→ **Assigned task 1**: In the news report on North Korea's uranium enrichment, rewrite the paragraph beginning "The meeting came after" in one shorter sentence that keeps its main facts.
→ **Assigned task 2**: In the news report on North Korea's uranium enrichment, which South Korean official did Stephen Bosworth meet in Seoul?

→ **Excerpt to read**:

A senior U.S. envoy called Monday for a calm response to the Democratic People's Republic of Korea (DPRK)'s reported pursuit of a uranium enrichment program, adding the U.S. government knew of it beforehand.
"We've known about this for some time," Stephen Bosworth reportedly said in a meeting with South Korean foreign minister Kim Sung-hwan, according to Yonhap News Agency. "It's a very unfortunate development, but it's not a crisis," he reportedly added.
Stephen Bosworth (L), the U.S. special representative for the Democratic People's Republic of Korea (DPRK) policy, meets with South Korean Foreign Minister Kim Sung-hwan in Seoul Nov. 22, 2010. (Xinhua)
The meeting came after The New York Times reported Pyongyang showed U.S. nuclear scientist Siegfried Hecker, who recently traveled to the DPRK, a vast, new plant to enrich uranium with " hundreds and hundreds" of centrifuges installed.

→ **Dataset section**:
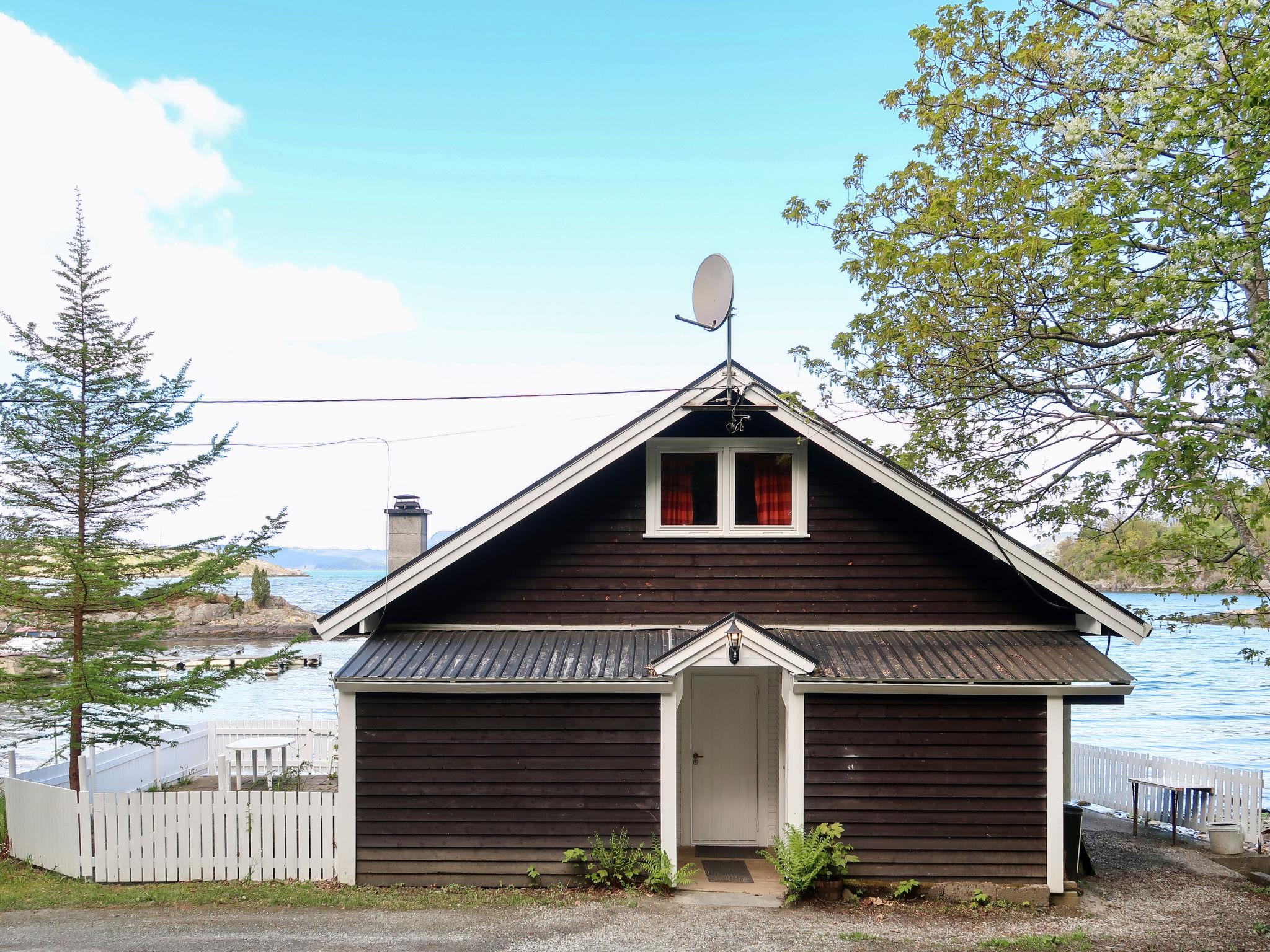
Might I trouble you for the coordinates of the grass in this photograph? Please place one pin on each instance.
(1077, 940)
(23, 886)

→ **Task result 1**: The meeting followed a New York Times report that Pyongyang had shown visiting U.S. nuclear scientist Siegfried Hecker a vast new uranium enrichment plant with "hundreds and hundreds" of centrifuges.

→ **Task result 2**: South Korean Foreign Minister Kim Sung-hwan.